▶ **What this exercise asks**
1. Decide whether each statement below agrees with the passage on negligent omission. Answer yes or no for each, and quote the words of the passage that settle it. (a) Failure to diagnose a medical condition is given as an example of a negligent omission. (b) The court considers only what a reasonably competent doctor would have done in the same circumstances. (c) It must be proven that the injury would not have resulted if proper medical treatment had been provided.
2. Continue the passage on negligent omission from the point where it stops.
*** Document section Section Begins ***
If a doctor fails to provide necessary medical treatment this is known as a failure to act or a negligent omission.  An example is failure to diagnose a medical condition.  Another example is failure to provide medical treatment.

As discussed in previous blog articles, medical malpractice causation is an important issue in all claims.  Causation in relation to a failure to act involves certain considerations.  First, the court will consider what the doctor in question would have done had he/she acted properly.  Second, the court will consider what a reasonably competent doctor with the same qualifications would have done in the same circumstances.  Third, there must a connection between the failure to act and the injury.  It must be proven that the injury would not have resulted if proper medical treatment had been provided.  This involves a “but for” test.  But for the failure to act, the injury would not have occurred.
*** Document section Section Ends ***
*** Material supplied Section Begins ***
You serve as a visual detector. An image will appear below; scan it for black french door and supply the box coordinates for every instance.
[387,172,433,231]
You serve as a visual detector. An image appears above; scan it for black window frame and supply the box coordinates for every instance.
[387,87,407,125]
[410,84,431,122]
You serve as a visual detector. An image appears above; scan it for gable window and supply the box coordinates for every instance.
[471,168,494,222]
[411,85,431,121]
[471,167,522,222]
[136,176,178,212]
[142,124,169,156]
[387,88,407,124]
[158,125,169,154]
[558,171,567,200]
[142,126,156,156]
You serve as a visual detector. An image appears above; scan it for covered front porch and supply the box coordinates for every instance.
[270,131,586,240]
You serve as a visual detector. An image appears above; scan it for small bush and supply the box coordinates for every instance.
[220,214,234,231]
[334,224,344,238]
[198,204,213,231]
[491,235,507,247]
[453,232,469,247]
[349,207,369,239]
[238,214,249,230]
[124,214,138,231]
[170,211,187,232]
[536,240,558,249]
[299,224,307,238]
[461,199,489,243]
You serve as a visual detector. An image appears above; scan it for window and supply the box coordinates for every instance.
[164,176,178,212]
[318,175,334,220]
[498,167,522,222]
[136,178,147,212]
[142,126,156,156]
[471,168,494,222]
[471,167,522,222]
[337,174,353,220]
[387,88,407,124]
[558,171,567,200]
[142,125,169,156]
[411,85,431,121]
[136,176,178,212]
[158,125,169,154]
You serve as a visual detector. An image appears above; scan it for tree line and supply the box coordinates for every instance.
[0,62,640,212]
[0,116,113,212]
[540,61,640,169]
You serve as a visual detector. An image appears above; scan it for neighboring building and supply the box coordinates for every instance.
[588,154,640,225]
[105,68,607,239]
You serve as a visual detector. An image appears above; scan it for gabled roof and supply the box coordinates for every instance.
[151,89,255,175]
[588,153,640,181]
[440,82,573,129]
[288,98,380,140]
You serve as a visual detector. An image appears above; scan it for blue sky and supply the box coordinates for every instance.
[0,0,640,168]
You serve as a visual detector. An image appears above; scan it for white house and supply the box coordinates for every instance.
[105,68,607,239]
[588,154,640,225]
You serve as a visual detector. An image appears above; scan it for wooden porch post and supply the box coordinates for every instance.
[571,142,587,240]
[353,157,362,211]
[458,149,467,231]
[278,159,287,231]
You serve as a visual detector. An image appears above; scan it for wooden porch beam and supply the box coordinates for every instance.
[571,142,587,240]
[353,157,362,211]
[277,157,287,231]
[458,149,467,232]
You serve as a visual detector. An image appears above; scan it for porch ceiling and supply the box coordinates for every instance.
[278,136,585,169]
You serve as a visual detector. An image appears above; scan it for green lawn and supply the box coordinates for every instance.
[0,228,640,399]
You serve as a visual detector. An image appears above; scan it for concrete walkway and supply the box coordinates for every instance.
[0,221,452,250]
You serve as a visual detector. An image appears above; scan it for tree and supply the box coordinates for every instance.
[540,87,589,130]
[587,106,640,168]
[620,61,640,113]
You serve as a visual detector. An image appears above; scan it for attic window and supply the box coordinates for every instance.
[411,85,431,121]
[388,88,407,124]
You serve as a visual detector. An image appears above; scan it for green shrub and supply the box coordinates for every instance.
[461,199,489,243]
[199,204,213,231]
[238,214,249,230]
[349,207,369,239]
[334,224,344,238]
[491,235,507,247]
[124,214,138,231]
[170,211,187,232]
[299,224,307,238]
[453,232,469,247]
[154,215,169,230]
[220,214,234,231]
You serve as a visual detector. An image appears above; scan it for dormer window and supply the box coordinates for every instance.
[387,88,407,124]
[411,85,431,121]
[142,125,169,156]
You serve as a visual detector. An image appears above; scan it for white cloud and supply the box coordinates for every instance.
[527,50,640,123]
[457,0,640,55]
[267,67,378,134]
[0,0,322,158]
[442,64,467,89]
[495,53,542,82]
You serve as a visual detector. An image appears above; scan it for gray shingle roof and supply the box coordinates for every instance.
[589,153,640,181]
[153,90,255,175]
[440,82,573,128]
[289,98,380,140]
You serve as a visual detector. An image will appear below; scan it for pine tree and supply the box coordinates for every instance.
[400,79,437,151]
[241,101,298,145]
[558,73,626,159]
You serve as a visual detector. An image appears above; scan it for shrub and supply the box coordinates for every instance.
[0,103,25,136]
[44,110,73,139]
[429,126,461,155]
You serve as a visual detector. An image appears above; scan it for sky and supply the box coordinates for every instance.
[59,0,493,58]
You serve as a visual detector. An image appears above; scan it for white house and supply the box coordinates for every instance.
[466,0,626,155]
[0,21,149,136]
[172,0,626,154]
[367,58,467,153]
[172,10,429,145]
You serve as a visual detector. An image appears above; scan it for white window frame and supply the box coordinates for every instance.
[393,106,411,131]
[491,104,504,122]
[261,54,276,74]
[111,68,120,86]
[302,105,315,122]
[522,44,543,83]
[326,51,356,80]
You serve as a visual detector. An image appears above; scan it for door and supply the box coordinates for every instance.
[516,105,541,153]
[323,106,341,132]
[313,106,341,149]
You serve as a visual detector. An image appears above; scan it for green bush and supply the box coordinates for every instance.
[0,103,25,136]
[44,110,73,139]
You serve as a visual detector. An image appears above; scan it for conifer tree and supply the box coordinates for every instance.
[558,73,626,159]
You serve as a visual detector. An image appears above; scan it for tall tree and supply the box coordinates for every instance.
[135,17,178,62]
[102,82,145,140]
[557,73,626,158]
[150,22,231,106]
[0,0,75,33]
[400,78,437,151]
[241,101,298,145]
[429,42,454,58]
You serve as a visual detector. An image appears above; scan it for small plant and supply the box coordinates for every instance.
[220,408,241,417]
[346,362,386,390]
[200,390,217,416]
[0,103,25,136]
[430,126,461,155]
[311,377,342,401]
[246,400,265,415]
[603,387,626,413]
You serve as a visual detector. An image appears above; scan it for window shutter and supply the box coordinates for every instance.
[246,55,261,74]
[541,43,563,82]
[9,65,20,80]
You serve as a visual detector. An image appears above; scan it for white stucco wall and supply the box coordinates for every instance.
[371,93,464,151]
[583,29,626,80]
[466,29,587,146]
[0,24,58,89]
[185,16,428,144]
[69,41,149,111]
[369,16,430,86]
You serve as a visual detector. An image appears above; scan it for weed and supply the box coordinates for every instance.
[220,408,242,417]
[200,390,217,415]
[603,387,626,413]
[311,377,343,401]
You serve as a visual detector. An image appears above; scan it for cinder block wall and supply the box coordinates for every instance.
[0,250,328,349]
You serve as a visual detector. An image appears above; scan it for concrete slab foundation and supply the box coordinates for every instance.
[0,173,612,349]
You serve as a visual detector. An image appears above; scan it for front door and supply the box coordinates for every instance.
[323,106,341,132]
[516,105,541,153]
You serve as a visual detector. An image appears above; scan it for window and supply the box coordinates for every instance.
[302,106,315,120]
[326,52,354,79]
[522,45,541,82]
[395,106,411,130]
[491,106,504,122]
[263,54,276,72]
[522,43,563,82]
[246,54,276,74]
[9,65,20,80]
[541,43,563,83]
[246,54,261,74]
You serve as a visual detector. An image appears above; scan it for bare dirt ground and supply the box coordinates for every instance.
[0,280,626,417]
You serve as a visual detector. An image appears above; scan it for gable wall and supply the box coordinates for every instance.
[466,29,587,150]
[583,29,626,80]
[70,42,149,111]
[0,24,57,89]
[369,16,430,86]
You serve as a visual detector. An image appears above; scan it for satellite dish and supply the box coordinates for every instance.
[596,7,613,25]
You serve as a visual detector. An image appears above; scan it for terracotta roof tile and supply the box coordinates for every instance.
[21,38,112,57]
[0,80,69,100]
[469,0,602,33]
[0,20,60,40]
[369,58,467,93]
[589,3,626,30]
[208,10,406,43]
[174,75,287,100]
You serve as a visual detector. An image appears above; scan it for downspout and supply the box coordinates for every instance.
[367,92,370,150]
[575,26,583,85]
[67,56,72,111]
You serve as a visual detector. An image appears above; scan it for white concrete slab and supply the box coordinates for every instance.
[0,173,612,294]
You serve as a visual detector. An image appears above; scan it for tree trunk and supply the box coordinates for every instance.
*** Material supplied Section Ends ***
▶ **Answers by item number**
1.
(a) Yes: "An example is failure to diagnose a medical condition."
(b) No: "First, the court will consider what the doctor in question would have done had he/she acted properly."
(c) Yes: "It must be proven that the injury would not have resulted if proper medical treatment had been provided."

2.
An example of the issue of causation in a failure to act situation by a doctor was considered in Mitchell v. Rahman 2002 MBCA 19.  The injured claimant suffered an injury to his shoulder in a motor vehicle accident.  He went to the hospital where he saw an emergency room doctor for his shoulder injury.  The doctor ordered an x-ray of his shoulder which he reviewed along with several other doctors.  The injured claimant at the hospital was then diagnosed with a shoulder sprain.  Several months later, a physiotherapist identified the injury as a dislocated shoulder which eventually resulted in a permanent disability.  The injured claimant brought an action against the doctors for medical malpractice for failure to act and failure to diagnose.  The case was initially dismissed on the basis that the original shoulder injury was suffered in a motor vehicle accident, not from medical malpractice.  The injured claimant appealed.

The appeal concerned the issue of causation.  Specifically, the court of appeal considered whether the there was a break in causation because of the failure to act by the hospital doctors.

The injured claimant argued that the medical malpractice broke the chain of causation between the motor vehicle accident and the injuries.  He argued that his injury was not the shoulder dislocation suffered in the motor vehicle accident.  Instead, he argued that the injury was the permanent shoulder injury and disability caused by the doctors’ failure to act in failing to diagnose the dislocated shoulder.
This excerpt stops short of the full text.